(Pointing dataset records)
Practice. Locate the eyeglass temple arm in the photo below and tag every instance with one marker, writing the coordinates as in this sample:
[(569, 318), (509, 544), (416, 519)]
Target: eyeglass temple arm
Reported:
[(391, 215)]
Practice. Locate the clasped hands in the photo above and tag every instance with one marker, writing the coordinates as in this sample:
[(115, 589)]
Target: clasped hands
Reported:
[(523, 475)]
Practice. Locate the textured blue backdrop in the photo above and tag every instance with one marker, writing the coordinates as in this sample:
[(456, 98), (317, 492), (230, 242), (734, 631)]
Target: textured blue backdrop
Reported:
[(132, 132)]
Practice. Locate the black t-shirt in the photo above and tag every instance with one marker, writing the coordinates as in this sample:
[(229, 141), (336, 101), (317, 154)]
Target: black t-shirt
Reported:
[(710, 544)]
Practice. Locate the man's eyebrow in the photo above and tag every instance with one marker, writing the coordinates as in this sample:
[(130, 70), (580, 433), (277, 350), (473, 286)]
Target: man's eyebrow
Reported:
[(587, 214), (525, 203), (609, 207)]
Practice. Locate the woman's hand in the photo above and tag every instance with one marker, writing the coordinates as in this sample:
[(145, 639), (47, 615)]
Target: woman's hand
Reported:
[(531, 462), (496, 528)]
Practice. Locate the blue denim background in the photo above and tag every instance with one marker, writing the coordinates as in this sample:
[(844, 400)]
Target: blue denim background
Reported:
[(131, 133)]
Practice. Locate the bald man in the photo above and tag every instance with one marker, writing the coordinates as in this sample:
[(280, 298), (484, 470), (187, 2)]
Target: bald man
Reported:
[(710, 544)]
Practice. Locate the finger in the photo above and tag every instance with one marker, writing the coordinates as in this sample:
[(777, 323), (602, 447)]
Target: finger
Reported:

> **INSTRUCTION**:
Reproduce all of the material above, replacing "Reported" with "Marked" everywhere and changing nothing else.

> **ANSWER TO THE PROBLEM**:
Practice. Locate the eyeglass temple arm in the photo below and tag every instance with one marker, writing the coordinates as in this sample:
[(569, 318), (509, 544), (416, 519)]
Target: eyeglass temple arm
Marked:
[(391, 215)]
Practice. Locate the clasped hands in the photo above and tag every instance with one marker, writing the coordinates as in this sample:
[(115, 589)]
Target: clasped hands
Marked:
[(523, 475)]
Practice. Locate the textured blue backdrop in the photo above and tag every instance with one marker, writing the coordinates as in this sample:
[(456, 98), (317, 492), (230, 242), (734, 631)]
Target: textured blue backdrop
Marked:
[(132, 132)]
Practice. Locate the black t-shirt in the photo above and tag every instance with one marker, writing the coordinates as in this sample:
[(229, 141), (336, 101), (317, 154)]
Target: black t-shirt
Marked:
[(710, 544)]
Practice. Locate the man's eyebrow in the photo above and tag every instance with one marker, writing the coordinates as in this sample:
[(130, 70), (580, 433), (277, 350), (473, 286)]
Target: man's eyebrow
Marked:
[(587, 214), (525, 203), (609, 207)]
Practice. Locate the woman's hand in the photo above and tag every instance with one marker, writing the coordinates as in this sample:
[(145, 639), (47, 615)]
Target: woman's hand
Marked:
[(531, 462), (496, 528)]
Practice. Locate the blue denim background in the photo above and tag every instance with one marker, writing the coordinates as in this sample:
[(844, 400)]
Target: blue denim background
Marked:
[(131, 133)]
Practice. Locate the bald man in the photo above and tag every instance with one marker, writing the coordinates as in this sample:
[(280, 298), (484, 470), (187, 2)]
Target: bald man
Marked:
[(710, 544)]
Practice. Locate the finger in the photo above and tag every instance with one marker, writing the coordinates as in this sample:
[(777, 323), (602, 447)]
Target: finger
Marked:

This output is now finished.